=== WRITTEN REQUEST 1 ===
Find each line in the entries that contains the word "bend" and copy those lines out.

=== SELECTED EXTRACT ===
§ §
Volume 540, April 2012
|Number of page(s)||14|
|Section||Interstellar and circumstellar matter|
|Published online||02 April 2012|
Probing the envelopes of massive young stellar objects with diffraction limited mid-infrared imaging⋆,⋆⋆
1 Max-Planck-Institut für Radioastronomie, Auf dem Hügel 69, 53121 Bonn, Germany
2 School of Physics and Astronomy, University of Leeds, Leeds LS2 9JT, UK
3 European Southern Observatory, Alonso de Cordova 3107, Vitacura, Santiago, Chile
4 Subaru Telescope, National Astronomical Observatory of Japan, 650 North A’ohoku Place, Hilo, HI 96720, USA
Received: 20 December 2011
Accepted: 13 February 2012
Context. Massive stars form whilst they are still embedded in dense envelopes. As a result, the roles of rotation, mass loss and accretion in massive star formation are not well understood.
Aims. This study evaluates the source of the Q-band, λc = 19.5 μm, emission of massive young stellar objects (MYSOs). This allows us to determine the relative importance of rotation and outflow activity in shaping the circumstellar environments of MYSOs on 1000 AU scales.
Methods. We obtained diffraction limited mid-infrared images of a sample of 20 MYSOs using the VLT/VISIR and Subaru/COMICS instruments. For these 8 m class telescopes and the sample selected, the diffraction limit, ~0.6′′, corresponds to approximately 1000 AU. We compare the images and the spectral energy distributions (SEDs) observed to a 2D, axis-symmetric dust radiative transfer model that reproduces VLTI/MIDI observations of the MYSO W33A. We vary the inclination, mass infall rate, and outflow opening angle to simultaneously recreate the behaviour of the sample of MYSOs in the spatial and spectral domains.
§ §
=== MATERIAL SUPPLIED ===

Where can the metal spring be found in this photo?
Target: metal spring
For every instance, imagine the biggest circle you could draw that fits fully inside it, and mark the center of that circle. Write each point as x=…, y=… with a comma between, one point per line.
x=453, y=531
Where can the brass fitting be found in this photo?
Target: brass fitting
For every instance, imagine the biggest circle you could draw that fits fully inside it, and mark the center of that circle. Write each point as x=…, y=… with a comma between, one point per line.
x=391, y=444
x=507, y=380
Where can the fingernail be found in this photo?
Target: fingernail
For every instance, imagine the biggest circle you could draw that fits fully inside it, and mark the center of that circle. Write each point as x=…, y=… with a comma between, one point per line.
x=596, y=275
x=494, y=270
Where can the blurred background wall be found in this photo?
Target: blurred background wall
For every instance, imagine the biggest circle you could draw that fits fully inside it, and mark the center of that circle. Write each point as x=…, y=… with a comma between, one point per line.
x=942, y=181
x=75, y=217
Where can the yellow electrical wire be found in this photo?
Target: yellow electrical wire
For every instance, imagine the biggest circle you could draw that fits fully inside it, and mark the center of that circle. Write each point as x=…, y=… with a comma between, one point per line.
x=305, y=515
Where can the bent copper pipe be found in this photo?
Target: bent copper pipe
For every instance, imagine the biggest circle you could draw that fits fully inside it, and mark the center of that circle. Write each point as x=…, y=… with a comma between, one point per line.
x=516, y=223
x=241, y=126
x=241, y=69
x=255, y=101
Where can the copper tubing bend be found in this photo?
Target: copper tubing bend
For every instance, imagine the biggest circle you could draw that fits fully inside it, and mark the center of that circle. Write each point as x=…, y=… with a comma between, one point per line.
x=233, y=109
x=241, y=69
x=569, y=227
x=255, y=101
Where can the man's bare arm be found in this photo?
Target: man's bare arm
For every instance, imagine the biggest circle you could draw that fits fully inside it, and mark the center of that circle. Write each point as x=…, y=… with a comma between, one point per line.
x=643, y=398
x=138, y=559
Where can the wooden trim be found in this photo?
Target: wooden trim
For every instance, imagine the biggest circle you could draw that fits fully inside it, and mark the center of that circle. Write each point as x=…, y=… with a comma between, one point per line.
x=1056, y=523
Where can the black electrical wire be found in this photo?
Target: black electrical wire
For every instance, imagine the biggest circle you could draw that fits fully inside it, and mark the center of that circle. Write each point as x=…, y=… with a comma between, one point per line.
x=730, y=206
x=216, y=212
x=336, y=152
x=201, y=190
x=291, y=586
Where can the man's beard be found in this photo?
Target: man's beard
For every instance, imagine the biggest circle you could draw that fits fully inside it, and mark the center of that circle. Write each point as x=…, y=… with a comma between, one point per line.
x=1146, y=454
§ §
=== WRITTEN REQUEST 2 ===
In the abstract about massive young stellar objects, what physical scale does the diffraction limit of about 0.6′′ correspond to?

=== EXERCISE OUTPUT 1 ===
Where can the copper tubing bend be found in this photo?
Target: copper tubing bend

=== EXERCISE OUTPUT 2 ===
Approximately 1000 AU.